Write out exactly the lines from the one containing "Target: white door" through the last line of the records below, and no others.

___ Dataset extract ___

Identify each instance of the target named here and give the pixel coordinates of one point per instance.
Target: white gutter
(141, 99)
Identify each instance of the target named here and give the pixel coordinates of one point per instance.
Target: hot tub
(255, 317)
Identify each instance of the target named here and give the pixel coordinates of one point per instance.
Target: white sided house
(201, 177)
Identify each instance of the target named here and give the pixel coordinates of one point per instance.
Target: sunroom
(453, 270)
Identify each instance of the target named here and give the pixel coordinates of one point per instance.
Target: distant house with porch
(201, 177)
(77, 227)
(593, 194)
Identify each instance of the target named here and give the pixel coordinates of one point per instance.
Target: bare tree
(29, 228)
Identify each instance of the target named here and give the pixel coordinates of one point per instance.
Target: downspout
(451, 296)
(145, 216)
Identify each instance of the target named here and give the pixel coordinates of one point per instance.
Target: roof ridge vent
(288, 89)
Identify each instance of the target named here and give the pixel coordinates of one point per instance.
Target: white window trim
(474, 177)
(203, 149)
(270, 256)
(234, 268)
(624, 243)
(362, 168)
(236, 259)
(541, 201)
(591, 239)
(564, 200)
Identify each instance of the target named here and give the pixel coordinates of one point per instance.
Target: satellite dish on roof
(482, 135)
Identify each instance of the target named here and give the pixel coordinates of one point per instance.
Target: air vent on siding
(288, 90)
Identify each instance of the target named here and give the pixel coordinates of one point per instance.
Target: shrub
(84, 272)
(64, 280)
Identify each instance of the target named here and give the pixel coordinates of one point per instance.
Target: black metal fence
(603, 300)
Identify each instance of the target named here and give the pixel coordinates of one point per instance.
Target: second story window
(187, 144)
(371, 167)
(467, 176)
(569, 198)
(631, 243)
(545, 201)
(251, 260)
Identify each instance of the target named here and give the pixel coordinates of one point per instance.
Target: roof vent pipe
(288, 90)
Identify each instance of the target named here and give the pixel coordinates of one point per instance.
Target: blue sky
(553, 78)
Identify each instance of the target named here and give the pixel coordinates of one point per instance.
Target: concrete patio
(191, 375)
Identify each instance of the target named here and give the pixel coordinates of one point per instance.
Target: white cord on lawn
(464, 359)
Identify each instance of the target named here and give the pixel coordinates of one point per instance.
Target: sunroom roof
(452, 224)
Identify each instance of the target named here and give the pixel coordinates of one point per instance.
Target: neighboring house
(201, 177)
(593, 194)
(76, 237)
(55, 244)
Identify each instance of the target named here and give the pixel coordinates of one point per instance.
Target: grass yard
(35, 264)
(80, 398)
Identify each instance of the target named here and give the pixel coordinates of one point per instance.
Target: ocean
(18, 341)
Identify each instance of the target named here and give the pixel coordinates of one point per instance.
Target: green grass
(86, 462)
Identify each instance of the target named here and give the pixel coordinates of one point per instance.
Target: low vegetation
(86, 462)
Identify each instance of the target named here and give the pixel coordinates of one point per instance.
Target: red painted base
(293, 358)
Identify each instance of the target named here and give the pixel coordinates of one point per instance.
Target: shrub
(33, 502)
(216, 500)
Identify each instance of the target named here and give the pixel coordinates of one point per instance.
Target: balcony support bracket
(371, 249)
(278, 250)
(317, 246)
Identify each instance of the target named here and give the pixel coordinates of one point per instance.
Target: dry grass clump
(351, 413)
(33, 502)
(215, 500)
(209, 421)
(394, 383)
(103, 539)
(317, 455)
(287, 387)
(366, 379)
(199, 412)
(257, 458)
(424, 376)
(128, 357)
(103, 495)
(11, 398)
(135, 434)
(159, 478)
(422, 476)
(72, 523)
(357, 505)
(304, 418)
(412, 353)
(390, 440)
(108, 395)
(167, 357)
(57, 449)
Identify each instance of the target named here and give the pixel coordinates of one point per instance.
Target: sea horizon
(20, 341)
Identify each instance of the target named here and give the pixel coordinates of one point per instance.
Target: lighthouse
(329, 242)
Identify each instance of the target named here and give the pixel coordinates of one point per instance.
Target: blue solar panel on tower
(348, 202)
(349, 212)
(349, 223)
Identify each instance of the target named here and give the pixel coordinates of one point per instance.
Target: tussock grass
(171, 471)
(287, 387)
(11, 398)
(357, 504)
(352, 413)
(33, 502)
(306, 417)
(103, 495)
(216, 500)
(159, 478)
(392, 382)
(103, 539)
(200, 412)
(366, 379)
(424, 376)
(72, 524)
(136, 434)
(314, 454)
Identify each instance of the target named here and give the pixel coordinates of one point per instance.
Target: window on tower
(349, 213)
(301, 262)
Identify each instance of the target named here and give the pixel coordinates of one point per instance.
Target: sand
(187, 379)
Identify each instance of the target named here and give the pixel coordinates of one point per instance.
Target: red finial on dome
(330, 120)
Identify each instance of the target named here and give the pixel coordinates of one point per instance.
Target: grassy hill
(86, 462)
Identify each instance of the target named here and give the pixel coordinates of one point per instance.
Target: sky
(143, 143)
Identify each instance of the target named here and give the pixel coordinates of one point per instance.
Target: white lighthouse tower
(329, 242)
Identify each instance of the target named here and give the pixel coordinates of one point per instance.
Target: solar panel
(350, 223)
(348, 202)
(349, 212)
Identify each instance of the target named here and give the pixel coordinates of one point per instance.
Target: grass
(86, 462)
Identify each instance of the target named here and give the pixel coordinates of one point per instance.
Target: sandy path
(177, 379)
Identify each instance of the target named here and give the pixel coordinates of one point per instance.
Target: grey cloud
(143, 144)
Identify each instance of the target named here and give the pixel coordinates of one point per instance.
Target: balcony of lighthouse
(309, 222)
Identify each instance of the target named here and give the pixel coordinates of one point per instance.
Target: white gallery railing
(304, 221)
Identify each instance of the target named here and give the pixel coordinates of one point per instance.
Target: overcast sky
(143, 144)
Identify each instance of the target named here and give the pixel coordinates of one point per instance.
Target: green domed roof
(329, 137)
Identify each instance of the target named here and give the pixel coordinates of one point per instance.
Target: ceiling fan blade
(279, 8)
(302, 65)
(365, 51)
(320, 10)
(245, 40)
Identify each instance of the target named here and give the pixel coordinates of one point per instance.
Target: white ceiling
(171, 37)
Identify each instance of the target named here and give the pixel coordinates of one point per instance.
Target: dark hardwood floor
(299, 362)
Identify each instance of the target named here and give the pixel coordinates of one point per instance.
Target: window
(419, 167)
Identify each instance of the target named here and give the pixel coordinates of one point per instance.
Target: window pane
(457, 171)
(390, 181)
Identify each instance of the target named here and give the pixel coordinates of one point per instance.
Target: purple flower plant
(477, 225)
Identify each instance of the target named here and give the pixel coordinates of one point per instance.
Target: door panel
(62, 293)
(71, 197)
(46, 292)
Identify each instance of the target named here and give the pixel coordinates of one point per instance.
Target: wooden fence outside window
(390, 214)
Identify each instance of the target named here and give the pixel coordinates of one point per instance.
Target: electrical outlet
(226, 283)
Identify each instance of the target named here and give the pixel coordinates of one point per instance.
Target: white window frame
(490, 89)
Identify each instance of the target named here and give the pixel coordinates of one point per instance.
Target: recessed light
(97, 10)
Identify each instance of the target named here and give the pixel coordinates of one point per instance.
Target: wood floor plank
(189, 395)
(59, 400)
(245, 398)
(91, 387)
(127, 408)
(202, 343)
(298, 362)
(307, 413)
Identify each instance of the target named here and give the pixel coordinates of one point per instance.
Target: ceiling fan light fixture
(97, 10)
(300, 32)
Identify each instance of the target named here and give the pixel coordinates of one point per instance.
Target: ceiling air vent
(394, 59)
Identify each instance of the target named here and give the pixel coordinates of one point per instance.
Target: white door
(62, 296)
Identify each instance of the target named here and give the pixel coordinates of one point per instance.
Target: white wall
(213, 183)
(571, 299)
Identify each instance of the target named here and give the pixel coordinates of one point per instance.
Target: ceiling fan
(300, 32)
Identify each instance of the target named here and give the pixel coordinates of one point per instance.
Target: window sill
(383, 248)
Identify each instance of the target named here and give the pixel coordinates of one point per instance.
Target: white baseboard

___

» Response
Target: white door
(62, 296)
Identify each instance of the target named here and give the pixel coordinates of one point per instance.
Target: white wall
(213, 183)
(571, 299)
Identify each instance of the target named here and give the pixel coordinates of one point per instance.
Target: ceiling fan
(300, 32)
Identify each instance of the target named here and give the pixel coordinates of one point per instance.
Target: window sill
(383, 248)
Identify each instance of the target named here and give the pixel coordinates of one point per instance.
Target: white baseboard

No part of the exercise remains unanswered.